++++ Given data ++++

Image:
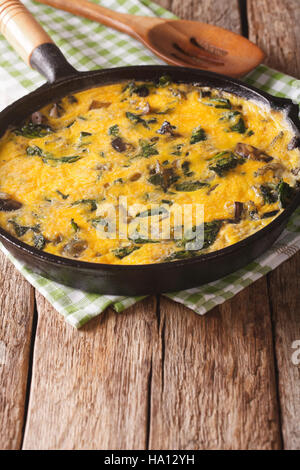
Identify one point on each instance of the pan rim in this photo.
(281, 104)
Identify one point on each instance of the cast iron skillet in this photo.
(141, 279)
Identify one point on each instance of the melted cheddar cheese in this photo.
(79, 178)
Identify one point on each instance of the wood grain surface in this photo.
(16, 309)
(276, 28)
(90, 388)
(158, 376)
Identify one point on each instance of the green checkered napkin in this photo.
(89, 45)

++++

◆ About this task:
Omit all pictures and repeat the rest of the records verbatim.

◆ Task output:
Image:
Identify one point on each instance of the pan rim in this photo.
(281, 104)
Identify one point on each instance of the cast iron skillet in this photo.
(141, 279)
Identify one point on each instance of the melted cheddar cheese in this photo.
(79, 178)
Identify one point on each instance of the wood grain surface in this photo.
(16, 309)
(276, 28)
(90, 388)
(158, 376)
Identify one point on each instance of the green checkered napkin in this photo.
(89, 45)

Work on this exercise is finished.